*EXCERPTED TEXT*.
☆ ☆ ☆

Source of Support: None, Conflict of Interest: None
Context: This research describe the characteristic volume expansion of a moving target as a function of differential margins.
Aim: We aimed to ascertain the volume change after giving margin for clinical and set up uncertainties including generating internal target volume (ITV) for moving target.
Materials and Methods: Settings and Design – Spheres of diameter (0.5–10 cm) with differential expansion of 1–15 mm were generated using a mathematical formula. Moving targets of radius 1–5 cm were generated, and the resultant volume envelopes with incremental motion from 1 to 20 mm were obtained. All relative volume change results were fitted with mathematical functions to obtain a generalized mathematical formula.
Statistical Analysis Used: None.
Results: The percentage increase in volume (%ΔVp) was much more pronounced for smaller radius target. For moving target with relatively smaller radius, %ΔVp is predominant over the absolute volume change and vice versa in case of larger radius. Mathematical formulae were obtained for %ΔVp as a function of radius and expansion and for %ΔVp in ITV volume as a function of radius and tumor movement.
Conclusions: This study provides an idea of volume change for various expansions for various size targets and/or moving target for different range of movements. It establishes a correlation of these volume changes with the changing target size and range of movements. Finally, a clinically useful mathematical formulation on volume expansion has been developed for rapid understanding of the consequence of volume expansion.
Keywords: Margins, radiotherapy, target, volume
|How to cite this URL:|
Munshi A, Sarkar B, Paul S, Chaudhari BB, Chauhan RS, Ganesh T, Mohanti BK. A mathematical formulation for volume expansions in contouring for radiotherapy planning. J Can Res Ther [Epub ahead of print] [cited 2021 Jun 22]. Available from: https://www.cancerjournal.net/preprintarticle.asp?id=315672
| > Introduction|| |
The past 2–3 decades have seen the evolution of radiotherapy from two-dimensional (2D) to 3D and volumetric planning. Image-based radiotherapy is the norm in most radiotherapy centers. Various ICRU recommendations serve as guidelines for the concepts of gross tumor volume (GTV), clinical target volume (CTV), internal target volume (ITV), and planning target volume (PTV),, ICRU reports (ICRU50, ICRU62, and ICRU83) have detailed the issues of margins to the gross tumor for microscopic diseases, motion, and setup uncertainty.

☆ ☆ ☆

*SET OF TASKS*.
**1.** Please print the volume expansion excerpt starting at the words "Materials and Methods: Settings" and stopping after the words "Analysis Used: None.".
**2.** Summarize the volume expansion excerpt in two sentences.

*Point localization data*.
☆ ☆ ☆

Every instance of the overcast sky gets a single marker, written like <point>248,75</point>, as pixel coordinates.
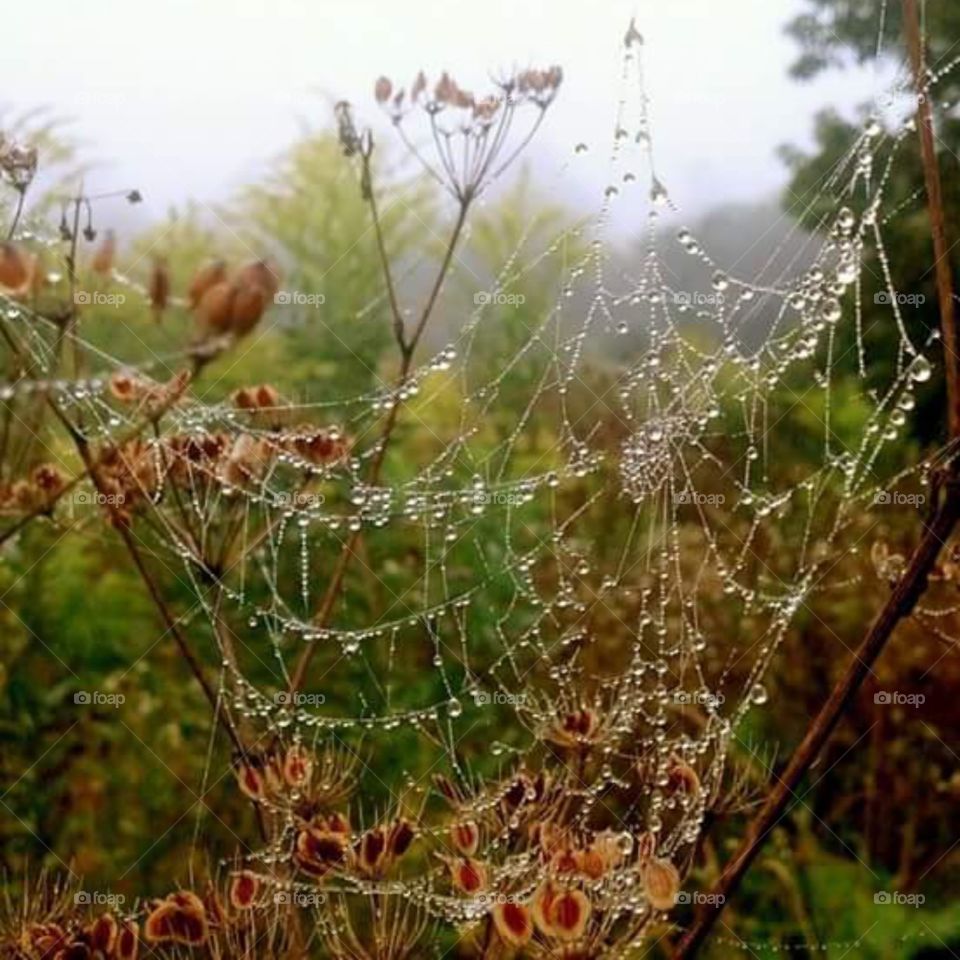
<point>189,98</point>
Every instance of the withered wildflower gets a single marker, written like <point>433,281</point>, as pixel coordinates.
<point>244,890</point>
<point>513,923</point>
<point>180,918</point>
<point>103,257</point>
<point>474,138</point>
<point>468,875</point>
<point>661,883</point>
<point>17,270</point>
<point>18,163</point>
<point>158,288</point>
<point>322,849</point>
<point>206,277</point>
<point>465,837</point>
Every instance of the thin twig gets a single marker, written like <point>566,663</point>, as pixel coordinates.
<point>911,586</point>
<point>407,349</point>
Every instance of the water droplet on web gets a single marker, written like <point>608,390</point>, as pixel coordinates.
<point>658,193</point>
<point>920,369</point>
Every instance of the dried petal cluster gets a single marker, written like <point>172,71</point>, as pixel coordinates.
<point>18,163</point>
<point>226,303</point>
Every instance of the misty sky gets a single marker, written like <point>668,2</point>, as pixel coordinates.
<point>189,98</point>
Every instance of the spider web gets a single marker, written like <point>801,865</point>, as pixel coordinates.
<point>528,562</point>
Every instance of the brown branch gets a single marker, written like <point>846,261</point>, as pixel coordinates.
<point>902,600</point>
<point>941,246</point>
<point>407,349</point>
<point>911,586</point>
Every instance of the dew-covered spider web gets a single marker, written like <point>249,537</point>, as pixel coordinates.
<point>564,593</point>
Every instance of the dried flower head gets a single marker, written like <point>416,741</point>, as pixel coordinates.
<point>180,918</point>
<point>17,270</point>
<point>18,163</point>
<point>513,923</point>
<point>661,883</point>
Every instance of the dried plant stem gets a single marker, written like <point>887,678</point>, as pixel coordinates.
<point>909,589</point>
<point>941,245</point>
<point>407,349</point>
<point>913,582</point>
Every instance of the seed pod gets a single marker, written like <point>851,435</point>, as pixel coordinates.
<point>244,888</point>
<point>102,934</point>
<point>466,837</point>
<point>682,778</point>
<point>513,923</point>
<point>181,918</point>
<point>159,287</point>
<point>469,876</point>
<point>568,914</point>
<point>246,308</point>
<point>251,781</point>
<point>297,766</point>
<point>401,836</point>
<point>128,941</point>
<point>209,275</point>
<point>102,263</point>
<point>215,306</point>
<point>661,883</point>
<point>372,850</point>
<point>16,270</point>
<point>259,273</point>
<point>319,851</point>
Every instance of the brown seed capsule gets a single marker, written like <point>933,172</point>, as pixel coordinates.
<point>206,277</point>
<point>568,914</point>
<point>372,850</point>
<point>102,934</point>
<point>102,263</point>
<point>319,851</point>
<point>297,766</point>
<point>181,918</point>
<point>513,923</point>
<point>128,941</point>
<point>259,273</point>
<point>466,837</point>
<point>246,308</point>
<point>16,270</point>
<point>400,838</point>
<point>469,876</point>
<point>661,883</point>
<point>159,287</point>
<point>244,889</point>
<point>215,306</point>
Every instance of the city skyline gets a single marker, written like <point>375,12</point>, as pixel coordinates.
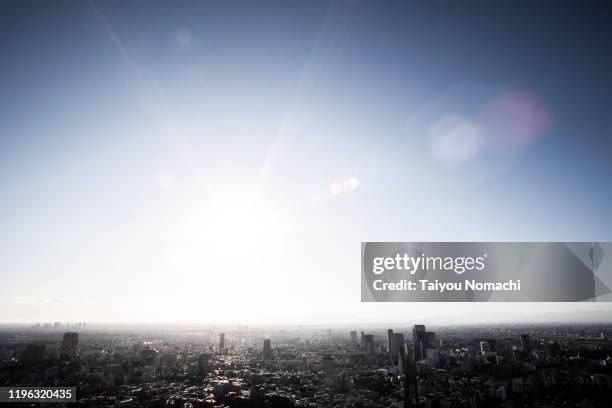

☆ ☆ ☆

*SOLUTIONS TO THE PROBLEMS*.
**1.**
Materials and Methods: Settings and Design – Spheres of diameter (0.5–10 cm) with differential expansion of 1–15 mm were generated using a mathematical formula. Moving targets of radius 1–5 cm were generated, and the resultant volume envelopes with incremental motion from 1 to 20 mm were obtained. All relative volume change results were fitted with mathematical functions to obtain a generalized mathematical formula.
Statistical Analysis Used: None.

**2.** Using mathematically generated spheres with expansions of 1–15 mm and moving targets with motion of 1–20 mm, the study measured how target volume grows and fitted the relative changes to mathematical functions. The percentage volume increase was much more pronounced for smaller targets, and formulas were obtained relating it to radius and expansion, and to radius and tumor movement for the internal target volume.